## EXERCISE TASK
Return the lines below exactly, starting with the line that contains "For the pointing benchmark, tag the red sign" and stopping after the last line.

>> START RECORDS SHOWN

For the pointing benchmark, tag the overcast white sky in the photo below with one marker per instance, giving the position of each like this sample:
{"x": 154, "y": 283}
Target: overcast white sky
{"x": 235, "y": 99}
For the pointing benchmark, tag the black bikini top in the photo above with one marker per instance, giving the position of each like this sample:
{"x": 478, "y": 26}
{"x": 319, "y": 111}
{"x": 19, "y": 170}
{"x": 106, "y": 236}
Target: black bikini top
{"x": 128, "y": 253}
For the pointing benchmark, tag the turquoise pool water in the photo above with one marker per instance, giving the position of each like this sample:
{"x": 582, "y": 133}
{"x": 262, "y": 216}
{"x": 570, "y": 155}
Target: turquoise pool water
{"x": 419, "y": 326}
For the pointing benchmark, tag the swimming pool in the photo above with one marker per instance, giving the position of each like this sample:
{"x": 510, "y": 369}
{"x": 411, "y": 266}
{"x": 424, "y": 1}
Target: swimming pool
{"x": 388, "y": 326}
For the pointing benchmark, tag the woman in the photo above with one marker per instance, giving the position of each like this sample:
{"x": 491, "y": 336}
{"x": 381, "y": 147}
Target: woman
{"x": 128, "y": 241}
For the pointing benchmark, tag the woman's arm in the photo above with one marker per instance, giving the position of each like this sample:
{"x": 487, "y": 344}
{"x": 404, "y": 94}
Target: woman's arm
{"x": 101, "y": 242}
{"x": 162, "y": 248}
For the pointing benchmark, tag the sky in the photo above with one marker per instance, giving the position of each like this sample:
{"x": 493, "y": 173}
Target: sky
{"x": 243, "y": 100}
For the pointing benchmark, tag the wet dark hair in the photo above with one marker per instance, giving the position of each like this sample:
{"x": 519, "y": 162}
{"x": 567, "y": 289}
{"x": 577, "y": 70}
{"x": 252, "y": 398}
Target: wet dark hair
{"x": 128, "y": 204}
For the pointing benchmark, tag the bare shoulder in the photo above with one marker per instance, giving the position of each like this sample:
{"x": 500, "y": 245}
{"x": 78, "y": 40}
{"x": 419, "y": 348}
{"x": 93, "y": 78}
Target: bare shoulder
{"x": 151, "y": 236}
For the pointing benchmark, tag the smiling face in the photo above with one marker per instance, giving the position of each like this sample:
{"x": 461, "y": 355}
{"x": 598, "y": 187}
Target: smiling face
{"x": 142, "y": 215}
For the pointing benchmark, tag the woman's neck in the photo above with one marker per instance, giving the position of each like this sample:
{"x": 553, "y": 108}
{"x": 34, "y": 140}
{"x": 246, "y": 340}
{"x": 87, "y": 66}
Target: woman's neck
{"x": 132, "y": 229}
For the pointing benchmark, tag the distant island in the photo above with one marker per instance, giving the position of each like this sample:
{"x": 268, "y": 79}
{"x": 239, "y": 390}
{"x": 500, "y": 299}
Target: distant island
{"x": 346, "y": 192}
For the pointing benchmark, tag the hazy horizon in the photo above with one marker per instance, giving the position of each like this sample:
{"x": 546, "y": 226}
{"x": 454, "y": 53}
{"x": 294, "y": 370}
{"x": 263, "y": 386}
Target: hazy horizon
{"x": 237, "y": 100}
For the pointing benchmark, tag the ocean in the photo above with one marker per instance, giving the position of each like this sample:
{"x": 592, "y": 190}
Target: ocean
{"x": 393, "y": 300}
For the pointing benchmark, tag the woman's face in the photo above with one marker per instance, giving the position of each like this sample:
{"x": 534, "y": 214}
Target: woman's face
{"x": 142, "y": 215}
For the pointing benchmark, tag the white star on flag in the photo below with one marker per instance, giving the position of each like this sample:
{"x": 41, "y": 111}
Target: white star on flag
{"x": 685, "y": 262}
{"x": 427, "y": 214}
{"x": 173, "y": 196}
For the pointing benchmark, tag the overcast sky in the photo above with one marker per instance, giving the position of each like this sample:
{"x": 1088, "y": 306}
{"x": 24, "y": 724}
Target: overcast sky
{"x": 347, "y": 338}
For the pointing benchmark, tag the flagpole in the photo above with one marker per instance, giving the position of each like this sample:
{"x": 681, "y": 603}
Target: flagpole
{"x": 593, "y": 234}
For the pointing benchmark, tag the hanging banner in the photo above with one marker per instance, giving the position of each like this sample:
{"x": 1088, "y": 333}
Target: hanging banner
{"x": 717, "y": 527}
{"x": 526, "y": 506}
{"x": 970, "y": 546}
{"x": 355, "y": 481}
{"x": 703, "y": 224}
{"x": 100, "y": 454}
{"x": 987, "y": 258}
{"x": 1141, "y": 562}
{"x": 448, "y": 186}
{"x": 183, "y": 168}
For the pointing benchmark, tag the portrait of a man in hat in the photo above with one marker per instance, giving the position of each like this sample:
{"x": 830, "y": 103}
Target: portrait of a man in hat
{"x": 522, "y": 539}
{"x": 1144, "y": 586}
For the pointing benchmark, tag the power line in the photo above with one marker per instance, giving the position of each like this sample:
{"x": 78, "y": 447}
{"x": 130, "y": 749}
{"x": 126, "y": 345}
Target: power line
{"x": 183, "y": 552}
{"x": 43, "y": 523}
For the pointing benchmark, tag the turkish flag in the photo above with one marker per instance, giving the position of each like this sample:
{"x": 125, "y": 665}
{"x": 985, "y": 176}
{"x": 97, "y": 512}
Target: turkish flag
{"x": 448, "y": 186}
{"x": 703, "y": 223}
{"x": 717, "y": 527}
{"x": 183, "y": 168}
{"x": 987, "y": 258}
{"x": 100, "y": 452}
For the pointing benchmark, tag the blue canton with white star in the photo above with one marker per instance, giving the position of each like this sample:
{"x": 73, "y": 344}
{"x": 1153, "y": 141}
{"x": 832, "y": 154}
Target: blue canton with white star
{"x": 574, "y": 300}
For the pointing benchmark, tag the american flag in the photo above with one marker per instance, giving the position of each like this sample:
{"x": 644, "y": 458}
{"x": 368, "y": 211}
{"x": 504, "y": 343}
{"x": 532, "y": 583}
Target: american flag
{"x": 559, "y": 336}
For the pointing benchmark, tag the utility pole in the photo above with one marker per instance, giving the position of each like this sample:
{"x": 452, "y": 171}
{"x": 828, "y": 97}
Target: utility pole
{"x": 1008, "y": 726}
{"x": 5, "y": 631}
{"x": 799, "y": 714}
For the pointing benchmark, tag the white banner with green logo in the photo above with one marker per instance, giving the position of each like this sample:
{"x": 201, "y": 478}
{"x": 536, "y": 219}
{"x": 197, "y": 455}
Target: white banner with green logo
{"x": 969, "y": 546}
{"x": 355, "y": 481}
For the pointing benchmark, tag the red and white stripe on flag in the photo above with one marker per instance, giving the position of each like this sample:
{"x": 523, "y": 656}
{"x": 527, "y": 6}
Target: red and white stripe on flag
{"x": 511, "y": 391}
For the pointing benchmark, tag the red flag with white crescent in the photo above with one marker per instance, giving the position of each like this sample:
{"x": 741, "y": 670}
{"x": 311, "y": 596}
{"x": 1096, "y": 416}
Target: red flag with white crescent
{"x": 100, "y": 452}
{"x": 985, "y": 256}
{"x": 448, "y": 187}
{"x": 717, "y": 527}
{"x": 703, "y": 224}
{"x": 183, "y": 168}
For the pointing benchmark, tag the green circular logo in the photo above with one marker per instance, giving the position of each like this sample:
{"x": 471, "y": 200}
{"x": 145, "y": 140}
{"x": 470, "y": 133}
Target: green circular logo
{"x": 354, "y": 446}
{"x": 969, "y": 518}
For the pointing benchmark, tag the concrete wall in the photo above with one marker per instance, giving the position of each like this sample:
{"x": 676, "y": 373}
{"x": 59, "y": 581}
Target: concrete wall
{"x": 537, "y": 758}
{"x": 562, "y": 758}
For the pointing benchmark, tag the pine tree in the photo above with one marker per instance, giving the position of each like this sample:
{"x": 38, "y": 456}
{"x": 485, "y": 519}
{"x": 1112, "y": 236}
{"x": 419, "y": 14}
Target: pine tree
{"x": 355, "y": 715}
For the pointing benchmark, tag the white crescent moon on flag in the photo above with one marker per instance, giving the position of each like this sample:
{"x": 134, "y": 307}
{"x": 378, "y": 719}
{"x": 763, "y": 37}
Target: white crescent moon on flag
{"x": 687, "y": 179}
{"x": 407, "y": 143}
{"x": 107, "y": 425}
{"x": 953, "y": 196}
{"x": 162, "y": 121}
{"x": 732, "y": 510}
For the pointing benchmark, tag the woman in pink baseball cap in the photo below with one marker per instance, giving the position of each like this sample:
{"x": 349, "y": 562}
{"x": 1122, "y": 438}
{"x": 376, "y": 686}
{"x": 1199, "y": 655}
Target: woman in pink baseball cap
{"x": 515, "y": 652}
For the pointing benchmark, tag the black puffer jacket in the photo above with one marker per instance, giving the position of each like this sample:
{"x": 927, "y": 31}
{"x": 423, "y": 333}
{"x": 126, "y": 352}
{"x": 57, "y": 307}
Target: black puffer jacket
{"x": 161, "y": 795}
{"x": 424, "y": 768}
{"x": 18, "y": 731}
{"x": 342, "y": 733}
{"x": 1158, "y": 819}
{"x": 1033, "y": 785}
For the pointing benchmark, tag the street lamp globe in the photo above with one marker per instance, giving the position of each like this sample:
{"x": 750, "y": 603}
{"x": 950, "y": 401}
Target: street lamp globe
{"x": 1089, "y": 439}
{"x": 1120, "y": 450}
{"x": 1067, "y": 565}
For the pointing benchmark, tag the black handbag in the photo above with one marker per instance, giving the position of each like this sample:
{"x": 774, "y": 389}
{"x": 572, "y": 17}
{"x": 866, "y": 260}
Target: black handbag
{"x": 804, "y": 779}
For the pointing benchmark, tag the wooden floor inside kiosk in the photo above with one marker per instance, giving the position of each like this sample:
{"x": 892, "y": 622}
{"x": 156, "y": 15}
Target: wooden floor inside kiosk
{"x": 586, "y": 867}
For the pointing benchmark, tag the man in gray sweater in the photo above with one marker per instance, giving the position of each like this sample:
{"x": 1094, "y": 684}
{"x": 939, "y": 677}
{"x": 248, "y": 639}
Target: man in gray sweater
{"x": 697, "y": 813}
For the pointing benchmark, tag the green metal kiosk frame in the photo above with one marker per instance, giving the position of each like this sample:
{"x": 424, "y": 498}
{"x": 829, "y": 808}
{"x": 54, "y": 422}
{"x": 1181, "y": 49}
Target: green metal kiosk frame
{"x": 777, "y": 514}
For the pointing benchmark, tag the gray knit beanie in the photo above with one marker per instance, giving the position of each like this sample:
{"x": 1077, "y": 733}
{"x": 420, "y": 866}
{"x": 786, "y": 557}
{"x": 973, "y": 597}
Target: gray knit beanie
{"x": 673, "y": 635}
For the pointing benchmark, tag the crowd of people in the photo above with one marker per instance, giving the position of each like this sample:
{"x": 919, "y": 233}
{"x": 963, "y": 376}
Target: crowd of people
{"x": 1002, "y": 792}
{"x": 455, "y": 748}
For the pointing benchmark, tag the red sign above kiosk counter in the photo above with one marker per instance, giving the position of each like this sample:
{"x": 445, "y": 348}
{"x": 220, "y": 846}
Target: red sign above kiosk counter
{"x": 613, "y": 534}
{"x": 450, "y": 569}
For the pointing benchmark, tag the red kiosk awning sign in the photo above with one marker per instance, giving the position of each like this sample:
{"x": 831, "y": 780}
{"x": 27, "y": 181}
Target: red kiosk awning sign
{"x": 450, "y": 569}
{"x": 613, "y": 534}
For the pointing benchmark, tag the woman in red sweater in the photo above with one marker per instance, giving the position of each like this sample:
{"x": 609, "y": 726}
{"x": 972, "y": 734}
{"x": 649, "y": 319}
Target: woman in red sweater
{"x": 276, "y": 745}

>> END RECORDS SHOWN

## FULL ANSWER
For the pointing benchmark, tag the red sign above kiosk counter in the photo above with one marker per instance, giving the position of each like this sample:
{"x": 445, "y": 348}
{"x": 220, "y": 846}
Target: red sign above kiosk counter
{"x": 613, "y": 534}
{"x": 450, "y": 569}
For the pointing benchmark, tag the red kiosk awning sign in the photo above with one marker per instance, giving the position of each like this sample:
{"x": 831, "y": 780}
{"x": 27, "y": 181}
Target: red kiosk awning sign
{"x": 450, "y": 569}
{"x": 613, "y": 534}
For the pointing benchmark, tag the woman in red sweater in the photo above with one marker per instance, giving the position of each like this sample:
{"x": 609, "y": 726}
{"x": 972, "y": 734}
{"x": 649, "y": 319}
Target: woman in red sweater
{"x": 276, "y": 745}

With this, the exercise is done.